== Excerpt provided ==
And the final Chawangshop Liubao from White Antlers’ Swedish Death Purge.

Very fine leaf pick clearly shows how small the sinensis varietal leaf used for Liubao teas is. The leaves are tiny curls reminiscent of biluochun green tea. Really a sight in comparison to rougher grade liubao. The fragrance of the leaf is this ethereal mix of baby powder, very softly smoked dried jujube, and the tanginess of a deep and dark TCM broth. Warmed is the same though more intense with the TCM character.

Aroma is soft and sweet, sometimes with hints of chocolate. The wet leaf presents quite green despite being 10 years old and that is evident in the mouth. Taste is perfumey almost, heathery and of cool-bittersweet purple flowers such as lavender followed later by an airy – not fruity – jasmine. These flow through the main taste which is warm and light with tones of hay, dried moss, pumpkin seed and TCM broth. The upfront bitterness spreads and penetrates, it feels like stippling on the tongue. Not like the bitterness of assamica pu’er at all. Like a sheer curtain. A juicy swallow is soon followed by faint campfire smokiness on the backend before an apricot aftertaste presents and lingers with the florals throughout the infusions. If the liquor is left to cool, I can taste vanilla in the finish. Something about this reminds of a heathery whisky. Energy and character leans a little more toward cooling than warming.

== Given records ==
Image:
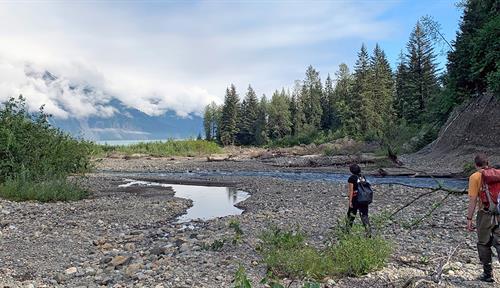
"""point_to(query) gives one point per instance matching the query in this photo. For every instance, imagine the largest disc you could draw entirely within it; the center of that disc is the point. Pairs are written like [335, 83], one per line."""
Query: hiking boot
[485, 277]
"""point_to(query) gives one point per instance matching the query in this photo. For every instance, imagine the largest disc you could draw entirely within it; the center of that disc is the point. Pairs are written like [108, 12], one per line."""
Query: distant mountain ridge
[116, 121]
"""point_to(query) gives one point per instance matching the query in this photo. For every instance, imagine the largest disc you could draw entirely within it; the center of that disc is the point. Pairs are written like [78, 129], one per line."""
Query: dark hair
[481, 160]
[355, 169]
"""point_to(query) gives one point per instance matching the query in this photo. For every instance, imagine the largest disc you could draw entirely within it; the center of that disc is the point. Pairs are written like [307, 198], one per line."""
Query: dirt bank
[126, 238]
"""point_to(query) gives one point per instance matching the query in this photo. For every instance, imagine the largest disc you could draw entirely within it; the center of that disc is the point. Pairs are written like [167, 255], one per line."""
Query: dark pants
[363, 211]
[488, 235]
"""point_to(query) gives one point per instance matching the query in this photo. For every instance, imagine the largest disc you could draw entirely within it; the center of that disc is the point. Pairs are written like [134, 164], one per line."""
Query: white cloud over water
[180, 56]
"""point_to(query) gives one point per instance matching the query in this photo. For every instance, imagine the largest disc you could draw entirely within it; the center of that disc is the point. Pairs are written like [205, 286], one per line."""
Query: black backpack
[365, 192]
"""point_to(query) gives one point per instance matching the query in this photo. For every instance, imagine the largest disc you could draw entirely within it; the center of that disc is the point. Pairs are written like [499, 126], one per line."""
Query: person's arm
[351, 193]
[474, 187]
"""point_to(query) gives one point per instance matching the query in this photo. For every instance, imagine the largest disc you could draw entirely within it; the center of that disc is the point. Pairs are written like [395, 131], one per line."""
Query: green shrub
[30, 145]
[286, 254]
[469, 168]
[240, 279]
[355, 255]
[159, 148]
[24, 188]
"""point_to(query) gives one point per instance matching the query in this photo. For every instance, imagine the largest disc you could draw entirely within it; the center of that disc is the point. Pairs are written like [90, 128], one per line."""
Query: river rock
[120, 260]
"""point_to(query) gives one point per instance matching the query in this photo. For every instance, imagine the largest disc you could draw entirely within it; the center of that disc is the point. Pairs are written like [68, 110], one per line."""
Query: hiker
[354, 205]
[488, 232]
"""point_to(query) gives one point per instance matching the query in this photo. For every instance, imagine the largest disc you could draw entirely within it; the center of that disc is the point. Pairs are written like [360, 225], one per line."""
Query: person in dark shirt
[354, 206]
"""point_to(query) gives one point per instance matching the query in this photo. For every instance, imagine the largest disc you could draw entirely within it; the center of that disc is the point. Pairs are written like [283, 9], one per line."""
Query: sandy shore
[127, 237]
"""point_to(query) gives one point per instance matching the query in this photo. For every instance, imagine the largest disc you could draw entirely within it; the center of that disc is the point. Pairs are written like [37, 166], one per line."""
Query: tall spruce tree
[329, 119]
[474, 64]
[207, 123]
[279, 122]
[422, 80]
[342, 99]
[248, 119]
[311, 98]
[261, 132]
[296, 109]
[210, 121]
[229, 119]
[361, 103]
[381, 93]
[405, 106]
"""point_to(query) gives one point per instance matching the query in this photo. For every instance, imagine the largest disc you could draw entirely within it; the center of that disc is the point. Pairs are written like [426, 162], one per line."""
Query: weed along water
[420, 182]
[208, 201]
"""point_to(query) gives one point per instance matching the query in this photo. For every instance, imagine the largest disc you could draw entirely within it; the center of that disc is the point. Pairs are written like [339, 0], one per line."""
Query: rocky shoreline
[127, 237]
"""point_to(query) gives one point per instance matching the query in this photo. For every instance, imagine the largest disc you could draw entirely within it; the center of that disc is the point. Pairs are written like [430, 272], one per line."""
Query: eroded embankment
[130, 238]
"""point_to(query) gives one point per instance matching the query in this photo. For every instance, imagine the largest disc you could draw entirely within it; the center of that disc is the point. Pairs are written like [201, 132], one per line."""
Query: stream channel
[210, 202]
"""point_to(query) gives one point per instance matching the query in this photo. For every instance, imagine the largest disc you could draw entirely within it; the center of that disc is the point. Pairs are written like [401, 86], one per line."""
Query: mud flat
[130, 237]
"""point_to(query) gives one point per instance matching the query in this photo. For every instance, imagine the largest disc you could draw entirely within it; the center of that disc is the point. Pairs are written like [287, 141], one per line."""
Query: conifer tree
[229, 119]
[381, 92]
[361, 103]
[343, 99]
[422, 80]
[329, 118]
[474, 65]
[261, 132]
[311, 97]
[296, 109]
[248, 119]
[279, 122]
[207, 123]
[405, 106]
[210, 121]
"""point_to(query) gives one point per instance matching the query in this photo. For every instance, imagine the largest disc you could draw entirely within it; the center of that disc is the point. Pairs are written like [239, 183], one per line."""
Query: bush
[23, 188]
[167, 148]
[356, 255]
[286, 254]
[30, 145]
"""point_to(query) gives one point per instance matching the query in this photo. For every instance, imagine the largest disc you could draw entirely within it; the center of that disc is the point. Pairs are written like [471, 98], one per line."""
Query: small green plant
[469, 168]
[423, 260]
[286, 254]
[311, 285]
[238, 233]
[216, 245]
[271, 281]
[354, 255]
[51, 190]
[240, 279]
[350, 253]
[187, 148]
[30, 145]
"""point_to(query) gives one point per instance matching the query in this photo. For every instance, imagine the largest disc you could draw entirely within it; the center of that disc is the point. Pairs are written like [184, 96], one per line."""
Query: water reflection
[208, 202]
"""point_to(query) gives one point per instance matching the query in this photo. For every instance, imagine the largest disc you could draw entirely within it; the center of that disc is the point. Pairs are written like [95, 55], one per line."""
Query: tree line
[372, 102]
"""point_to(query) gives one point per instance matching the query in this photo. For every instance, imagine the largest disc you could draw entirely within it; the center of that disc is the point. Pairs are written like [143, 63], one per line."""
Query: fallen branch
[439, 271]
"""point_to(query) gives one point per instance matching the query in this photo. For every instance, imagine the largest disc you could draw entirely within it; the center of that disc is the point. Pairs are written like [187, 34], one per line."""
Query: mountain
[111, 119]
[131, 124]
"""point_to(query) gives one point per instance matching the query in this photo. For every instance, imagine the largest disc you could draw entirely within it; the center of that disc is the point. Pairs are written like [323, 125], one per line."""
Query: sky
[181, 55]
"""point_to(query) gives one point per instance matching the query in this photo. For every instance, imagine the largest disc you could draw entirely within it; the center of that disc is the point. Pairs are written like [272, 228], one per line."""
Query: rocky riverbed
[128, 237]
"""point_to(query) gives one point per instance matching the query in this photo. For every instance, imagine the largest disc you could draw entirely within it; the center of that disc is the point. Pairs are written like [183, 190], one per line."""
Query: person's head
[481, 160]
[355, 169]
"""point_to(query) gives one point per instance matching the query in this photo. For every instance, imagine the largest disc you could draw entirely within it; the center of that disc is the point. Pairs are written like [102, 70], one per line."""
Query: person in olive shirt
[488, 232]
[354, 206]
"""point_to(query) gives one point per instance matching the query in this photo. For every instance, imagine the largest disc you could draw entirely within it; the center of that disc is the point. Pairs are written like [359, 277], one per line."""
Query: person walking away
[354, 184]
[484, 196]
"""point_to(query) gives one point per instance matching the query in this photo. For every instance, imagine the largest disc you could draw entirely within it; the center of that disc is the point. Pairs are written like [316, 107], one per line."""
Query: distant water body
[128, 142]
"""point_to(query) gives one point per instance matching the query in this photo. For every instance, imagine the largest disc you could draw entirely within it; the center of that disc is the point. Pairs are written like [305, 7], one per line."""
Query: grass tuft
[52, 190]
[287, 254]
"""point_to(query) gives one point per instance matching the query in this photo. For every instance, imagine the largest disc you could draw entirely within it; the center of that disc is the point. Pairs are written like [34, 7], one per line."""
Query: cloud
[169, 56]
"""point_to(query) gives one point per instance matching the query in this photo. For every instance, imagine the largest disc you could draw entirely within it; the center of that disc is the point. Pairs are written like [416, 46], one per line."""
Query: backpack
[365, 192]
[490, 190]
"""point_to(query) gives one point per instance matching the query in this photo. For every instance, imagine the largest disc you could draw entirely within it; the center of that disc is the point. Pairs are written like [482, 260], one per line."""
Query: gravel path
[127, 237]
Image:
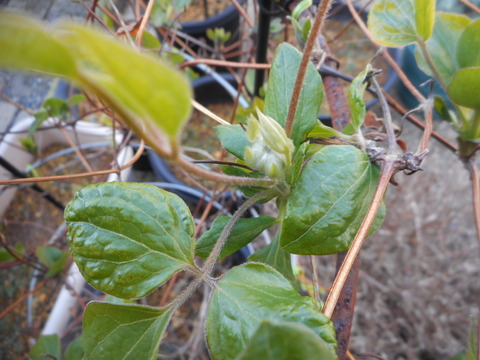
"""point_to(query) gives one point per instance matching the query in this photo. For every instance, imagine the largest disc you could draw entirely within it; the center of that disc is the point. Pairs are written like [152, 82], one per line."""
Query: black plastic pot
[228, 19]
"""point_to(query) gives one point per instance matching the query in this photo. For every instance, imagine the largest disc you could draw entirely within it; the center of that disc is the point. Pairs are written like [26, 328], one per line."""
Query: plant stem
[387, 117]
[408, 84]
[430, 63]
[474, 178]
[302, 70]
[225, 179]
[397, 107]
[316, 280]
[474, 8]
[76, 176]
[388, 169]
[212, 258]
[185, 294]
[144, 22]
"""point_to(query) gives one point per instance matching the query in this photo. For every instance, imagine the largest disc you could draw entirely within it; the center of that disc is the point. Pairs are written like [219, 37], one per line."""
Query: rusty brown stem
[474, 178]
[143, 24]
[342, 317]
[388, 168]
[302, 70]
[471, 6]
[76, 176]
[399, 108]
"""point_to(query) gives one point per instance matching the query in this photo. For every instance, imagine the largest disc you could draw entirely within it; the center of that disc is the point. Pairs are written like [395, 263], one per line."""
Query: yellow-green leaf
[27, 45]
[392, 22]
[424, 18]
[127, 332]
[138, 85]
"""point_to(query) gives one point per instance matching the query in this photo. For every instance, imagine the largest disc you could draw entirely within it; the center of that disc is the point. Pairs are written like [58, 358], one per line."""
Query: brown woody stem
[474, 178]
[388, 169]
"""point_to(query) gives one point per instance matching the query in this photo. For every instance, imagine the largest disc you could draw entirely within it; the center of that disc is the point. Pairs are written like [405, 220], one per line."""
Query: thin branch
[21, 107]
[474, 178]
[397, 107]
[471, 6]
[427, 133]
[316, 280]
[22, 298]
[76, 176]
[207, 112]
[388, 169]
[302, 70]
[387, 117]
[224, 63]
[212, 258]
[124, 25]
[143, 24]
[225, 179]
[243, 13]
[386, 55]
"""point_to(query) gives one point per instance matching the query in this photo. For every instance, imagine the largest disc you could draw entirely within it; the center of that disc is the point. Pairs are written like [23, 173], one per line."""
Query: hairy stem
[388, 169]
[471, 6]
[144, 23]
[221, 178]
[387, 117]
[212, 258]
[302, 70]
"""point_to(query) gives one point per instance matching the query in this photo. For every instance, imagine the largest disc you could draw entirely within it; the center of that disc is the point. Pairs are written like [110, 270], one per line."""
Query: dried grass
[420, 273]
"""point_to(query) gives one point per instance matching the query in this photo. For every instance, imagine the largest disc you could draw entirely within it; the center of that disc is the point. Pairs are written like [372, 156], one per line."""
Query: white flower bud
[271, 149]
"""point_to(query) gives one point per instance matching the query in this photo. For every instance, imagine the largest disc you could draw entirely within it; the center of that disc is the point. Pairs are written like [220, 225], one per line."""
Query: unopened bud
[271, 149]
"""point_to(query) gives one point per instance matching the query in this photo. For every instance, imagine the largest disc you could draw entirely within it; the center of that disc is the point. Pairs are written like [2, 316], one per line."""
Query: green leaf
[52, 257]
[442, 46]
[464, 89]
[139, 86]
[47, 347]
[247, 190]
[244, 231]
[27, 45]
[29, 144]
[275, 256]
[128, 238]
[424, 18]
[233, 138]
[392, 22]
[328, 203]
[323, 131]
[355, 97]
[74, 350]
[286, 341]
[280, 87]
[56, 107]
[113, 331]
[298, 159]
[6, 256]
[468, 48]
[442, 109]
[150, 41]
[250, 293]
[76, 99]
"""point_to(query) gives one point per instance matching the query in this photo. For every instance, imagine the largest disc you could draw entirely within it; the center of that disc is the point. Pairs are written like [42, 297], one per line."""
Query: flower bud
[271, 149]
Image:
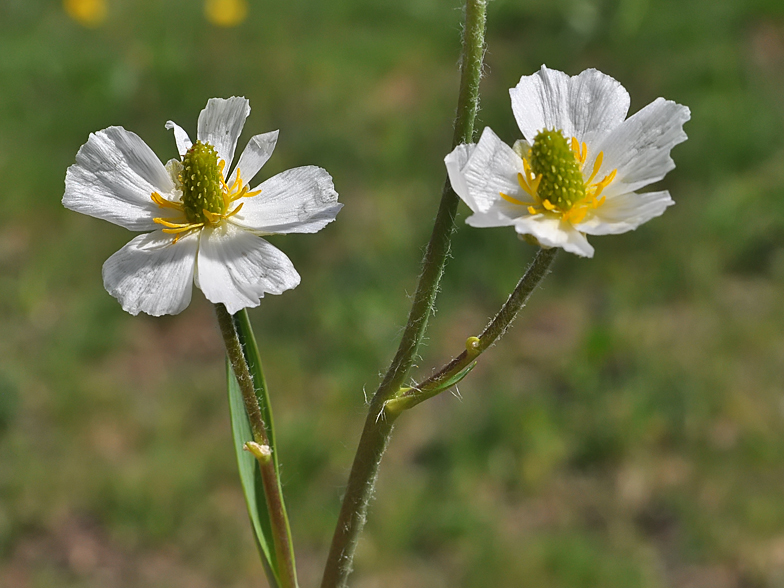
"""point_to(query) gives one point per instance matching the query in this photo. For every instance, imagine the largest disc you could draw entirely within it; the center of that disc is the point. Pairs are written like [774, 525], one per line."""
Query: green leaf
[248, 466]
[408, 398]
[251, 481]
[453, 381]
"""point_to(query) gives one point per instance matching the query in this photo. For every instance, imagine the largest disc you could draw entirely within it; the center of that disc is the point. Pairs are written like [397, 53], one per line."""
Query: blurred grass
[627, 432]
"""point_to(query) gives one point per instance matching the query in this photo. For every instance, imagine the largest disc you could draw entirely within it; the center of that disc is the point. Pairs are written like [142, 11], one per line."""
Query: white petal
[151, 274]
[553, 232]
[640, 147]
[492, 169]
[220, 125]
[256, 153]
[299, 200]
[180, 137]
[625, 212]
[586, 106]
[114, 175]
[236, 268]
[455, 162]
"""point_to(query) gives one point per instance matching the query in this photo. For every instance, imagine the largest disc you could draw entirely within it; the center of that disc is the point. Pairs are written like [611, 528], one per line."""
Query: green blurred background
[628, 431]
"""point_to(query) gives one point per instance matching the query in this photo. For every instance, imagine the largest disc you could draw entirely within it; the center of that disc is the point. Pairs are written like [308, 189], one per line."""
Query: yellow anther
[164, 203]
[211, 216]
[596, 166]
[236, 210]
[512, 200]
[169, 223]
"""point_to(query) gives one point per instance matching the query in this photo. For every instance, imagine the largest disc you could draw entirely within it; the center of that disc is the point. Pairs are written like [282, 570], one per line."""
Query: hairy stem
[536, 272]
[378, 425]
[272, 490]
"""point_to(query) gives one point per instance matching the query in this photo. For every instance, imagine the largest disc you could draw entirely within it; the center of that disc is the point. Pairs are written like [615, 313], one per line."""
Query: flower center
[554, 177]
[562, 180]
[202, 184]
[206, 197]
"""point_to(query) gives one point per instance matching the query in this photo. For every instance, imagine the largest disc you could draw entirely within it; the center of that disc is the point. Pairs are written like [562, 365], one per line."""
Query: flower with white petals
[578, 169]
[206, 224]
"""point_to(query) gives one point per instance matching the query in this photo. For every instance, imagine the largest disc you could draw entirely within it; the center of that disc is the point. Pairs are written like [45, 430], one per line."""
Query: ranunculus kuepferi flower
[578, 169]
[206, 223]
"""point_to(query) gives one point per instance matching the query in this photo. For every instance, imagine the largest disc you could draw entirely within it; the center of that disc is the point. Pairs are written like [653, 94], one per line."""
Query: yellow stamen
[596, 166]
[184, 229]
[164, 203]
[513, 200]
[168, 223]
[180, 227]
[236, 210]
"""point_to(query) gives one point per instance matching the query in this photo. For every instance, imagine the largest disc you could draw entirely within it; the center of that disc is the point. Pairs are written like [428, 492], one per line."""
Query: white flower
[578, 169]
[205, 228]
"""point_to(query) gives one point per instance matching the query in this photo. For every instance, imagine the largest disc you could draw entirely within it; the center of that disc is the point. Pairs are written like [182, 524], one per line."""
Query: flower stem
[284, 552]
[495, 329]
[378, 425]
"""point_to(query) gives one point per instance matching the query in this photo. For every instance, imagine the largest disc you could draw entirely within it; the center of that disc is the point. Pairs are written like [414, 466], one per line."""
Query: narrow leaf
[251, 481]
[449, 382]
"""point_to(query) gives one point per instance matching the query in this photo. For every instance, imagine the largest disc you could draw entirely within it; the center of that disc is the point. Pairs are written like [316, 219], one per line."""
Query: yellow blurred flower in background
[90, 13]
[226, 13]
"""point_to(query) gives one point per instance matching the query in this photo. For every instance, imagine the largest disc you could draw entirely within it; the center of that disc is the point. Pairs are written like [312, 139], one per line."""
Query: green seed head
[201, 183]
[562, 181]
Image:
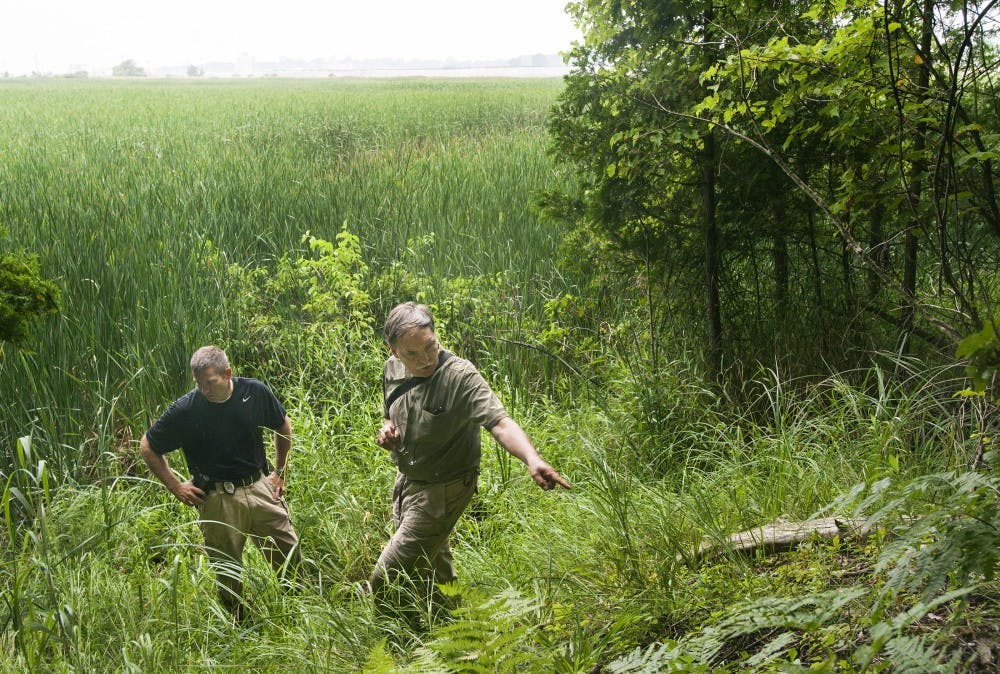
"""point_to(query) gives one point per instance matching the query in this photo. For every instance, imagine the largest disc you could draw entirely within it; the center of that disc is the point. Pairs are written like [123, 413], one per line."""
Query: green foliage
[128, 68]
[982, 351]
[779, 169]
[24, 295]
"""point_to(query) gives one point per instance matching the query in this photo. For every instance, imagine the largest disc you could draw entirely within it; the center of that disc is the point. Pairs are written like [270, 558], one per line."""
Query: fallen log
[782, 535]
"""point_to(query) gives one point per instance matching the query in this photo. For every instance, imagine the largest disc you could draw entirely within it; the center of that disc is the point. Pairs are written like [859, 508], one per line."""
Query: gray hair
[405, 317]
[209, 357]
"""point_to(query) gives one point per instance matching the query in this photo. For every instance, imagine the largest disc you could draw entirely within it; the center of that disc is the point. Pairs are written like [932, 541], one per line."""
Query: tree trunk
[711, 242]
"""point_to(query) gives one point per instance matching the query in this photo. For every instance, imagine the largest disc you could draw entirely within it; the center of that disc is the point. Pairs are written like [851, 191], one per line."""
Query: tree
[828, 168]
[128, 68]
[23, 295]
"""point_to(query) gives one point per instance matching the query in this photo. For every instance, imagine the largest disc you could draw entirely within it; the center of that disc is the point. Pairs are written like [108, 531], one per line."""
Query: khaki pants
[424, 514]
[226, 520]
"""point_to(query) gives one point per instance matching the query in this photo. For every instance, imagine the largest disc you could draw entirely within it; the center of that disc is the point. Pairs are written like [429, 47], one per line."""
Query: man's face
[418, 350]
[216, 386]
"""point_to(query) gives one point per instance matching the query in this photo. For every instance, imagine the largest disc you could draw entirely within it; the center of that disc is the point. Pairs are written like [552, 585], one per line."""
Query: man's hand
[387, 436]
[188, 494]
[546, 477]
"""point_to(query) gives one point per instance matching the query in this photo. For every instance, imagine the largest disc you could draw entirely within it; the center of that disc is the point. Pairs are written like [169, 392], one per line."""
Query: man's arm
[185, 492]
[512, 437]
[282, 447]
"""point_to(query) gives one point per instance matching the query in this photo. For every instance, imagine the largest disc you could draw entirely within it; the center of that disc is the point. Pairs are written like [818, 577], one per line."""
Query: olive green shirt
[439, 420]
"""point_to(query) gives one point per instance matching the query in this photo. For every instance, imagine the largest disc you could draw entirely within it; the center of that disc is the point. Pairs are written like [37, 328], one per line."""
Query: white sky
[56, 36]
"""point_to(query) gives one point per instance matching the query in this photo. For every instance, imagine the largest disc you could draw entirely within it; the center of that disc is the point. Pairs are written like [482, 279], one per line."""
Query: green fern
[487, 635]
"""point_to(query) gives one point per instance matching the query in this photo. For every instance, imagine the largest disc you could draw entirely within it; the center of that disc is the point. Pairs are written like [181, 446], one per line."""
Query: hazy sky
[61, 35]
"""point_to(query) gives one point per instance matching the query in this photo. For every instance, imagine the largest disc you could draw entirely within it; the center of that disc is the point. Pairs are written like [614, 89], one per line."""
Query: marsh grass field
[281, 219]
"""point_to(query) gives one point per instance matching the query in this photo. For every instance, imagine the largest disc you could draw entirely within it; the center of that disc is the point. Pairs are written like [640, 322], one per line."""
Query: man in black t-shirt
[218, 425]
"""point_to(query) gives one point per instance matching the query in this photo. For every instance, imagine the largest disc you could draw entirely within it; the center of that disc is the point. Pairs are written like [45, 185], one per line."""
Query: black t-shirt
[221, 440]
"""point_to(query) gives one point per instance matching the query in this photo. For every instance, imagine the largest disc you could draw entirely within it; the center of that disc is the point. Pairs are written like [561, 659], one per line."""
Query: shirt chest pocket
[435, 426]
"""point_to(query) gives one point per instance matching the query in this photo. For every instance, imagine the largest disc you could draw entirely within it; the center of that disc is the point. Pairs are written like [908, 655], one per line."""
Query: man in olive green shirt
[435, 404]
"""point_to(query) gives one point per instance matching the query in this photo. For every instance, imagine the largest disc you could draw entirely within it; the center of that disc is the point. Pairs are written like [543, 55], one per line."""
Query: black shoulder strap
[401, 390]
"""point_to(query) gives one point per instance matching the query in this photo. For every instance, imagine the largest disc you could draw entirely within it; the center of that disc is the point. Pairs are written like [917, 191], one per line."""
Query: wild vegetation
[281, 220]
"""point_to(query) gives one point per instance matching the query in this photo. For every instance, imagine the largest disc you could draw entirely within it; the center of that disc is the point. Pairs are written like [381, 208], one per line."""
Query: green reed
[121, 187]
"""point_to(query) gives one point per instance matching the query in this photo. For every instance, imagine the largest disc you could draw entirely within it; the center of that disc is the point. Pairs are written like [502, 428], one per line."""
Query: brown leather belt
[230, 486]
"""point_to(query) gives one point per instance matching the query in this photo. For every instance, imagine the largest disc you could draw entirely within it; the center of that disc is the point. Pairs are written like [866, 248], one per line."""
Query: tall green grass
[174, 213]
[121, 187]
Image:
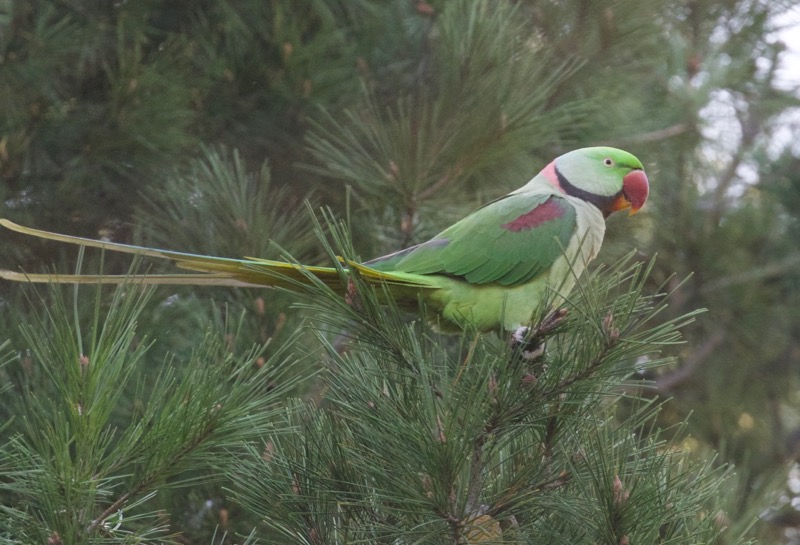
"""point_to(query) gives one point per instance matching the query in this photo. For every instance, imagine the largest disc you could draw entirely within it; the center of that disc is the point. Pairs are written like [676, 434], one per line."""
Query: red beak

== The problem ==
According to the Liubao tasting notes, which aftertaste follows the faint campfire smokiness and lingers with the florals through the infusions?

== Your response ==
An apricot aftertaste.